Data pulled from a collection

################

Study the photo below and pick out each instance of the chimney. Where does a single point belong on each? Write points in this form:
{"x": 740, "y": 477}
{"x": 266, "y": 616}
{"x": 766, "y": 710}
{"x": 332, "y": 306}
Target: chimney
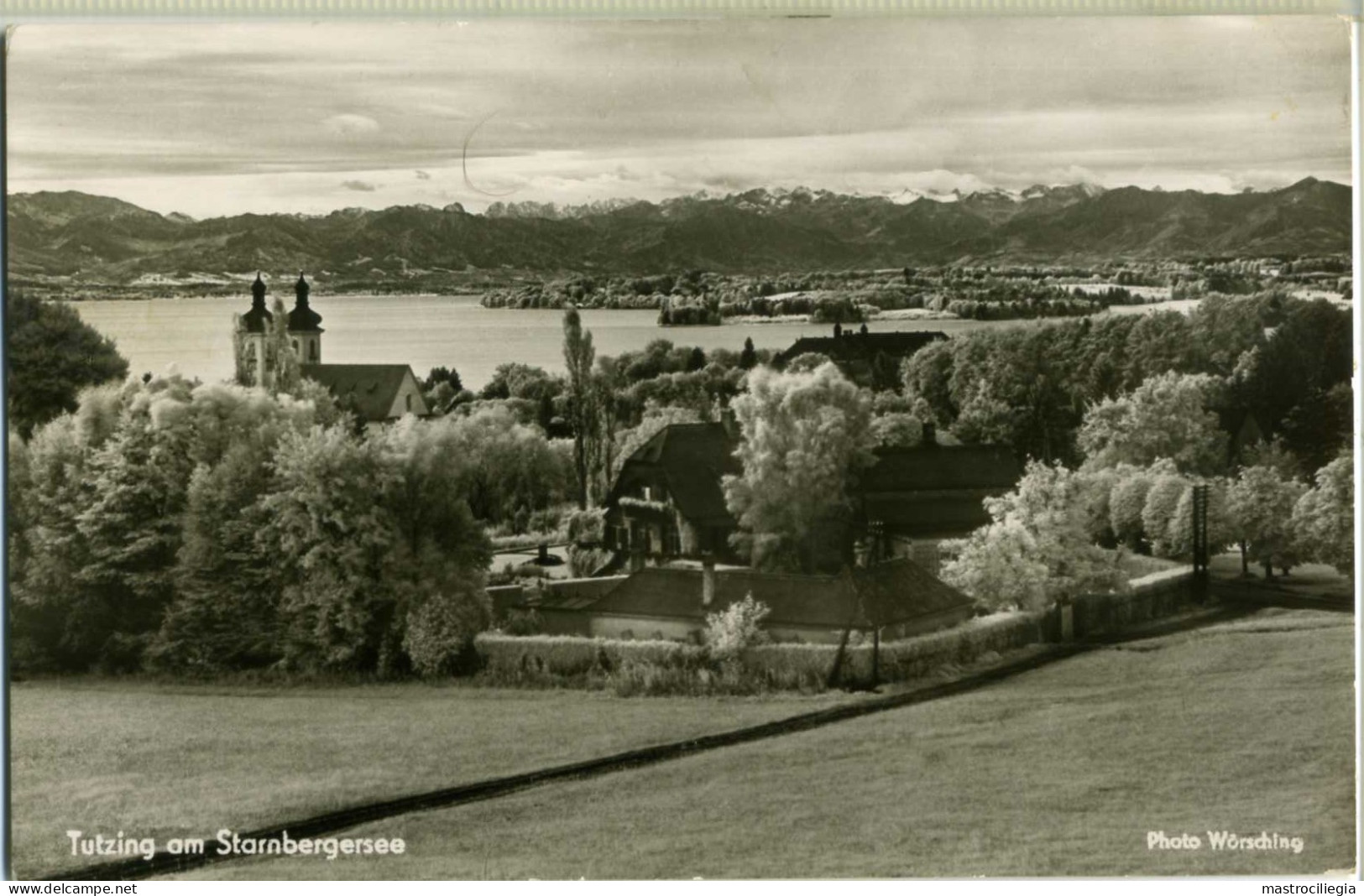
{"x": 707, "y": 581}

################

▶ Directions
Can you copy out the records above word for word, omitting the pictures?

▶ Right answer
Study the photo below and pick out each instance of the chimney. Where does a single point belong on each? Write points in this form:
{"x": 740, "y": 477}
{"x": 266, "y": 616}
{"x": 766, "y": 710}
{"x": 332, "y": 306}
Target: chimney
{"x": 707, "y": 581}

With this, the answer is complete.